Records from a data source

_ _ _ _ _ _ _

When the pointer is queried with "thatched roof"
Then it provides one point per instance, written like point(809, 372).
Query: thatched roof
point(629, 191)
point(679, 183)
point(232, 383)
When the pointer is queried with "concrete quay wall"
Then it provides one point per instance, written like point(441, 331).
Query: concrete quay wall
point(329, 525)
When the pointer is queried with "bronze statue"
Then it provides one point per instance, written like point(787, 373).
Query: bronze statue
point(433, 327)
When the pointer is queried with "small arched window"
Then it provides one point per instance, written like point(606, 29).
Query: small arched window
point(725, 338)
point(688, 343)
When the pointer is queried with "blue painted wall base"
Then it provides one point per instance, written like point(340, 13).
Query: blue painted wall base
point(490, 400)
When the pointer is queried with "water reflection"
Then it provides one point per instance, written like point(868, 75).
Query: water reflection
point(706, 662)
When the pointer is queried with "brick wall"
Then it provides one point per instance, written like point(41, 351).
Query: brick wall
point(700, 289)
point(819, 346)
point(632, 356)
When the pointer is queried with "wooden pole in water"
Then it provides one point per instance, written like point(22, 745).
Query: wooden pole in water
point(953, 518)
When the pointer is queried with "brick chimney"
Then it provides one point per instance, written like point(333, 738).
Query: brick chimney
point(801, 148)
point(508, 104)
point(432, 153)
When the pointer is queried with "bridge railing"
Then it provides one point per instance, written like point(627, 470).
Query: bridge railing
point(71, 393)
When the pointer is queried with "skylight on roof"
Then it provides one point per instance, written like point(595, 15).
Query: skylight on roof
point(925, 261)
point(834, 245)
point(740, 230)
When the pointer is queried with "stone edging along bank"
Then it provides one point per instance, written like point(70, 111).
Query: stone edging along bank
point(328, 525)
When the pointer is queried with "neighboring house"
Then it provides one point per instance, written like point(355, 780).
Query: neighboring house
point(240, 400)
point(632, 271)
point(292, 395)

_ _ _ _ _ _ _

* EXERCISE DETAILS *
Starting at the line that contains "Query: skylight on roof", quote each remaining line of the entries above, unchanged.

* ANSWER FOR THIS EXERCISE *
Query: skylight on roof
point(925, 261)
point(834, 245)
point(740, 230)
When the pointer is queried with "stone edging along bank"
Then it provides one point per instance, written like point(70, 111).
Query: stone edging along bank
point(328, 525)
When the pointer is queried with "neighboring house"
Then it provides one point per instance, written like point(355, 780).
Query: neighboring house
point(240, 400)
point(632, 271)
point(292, 395)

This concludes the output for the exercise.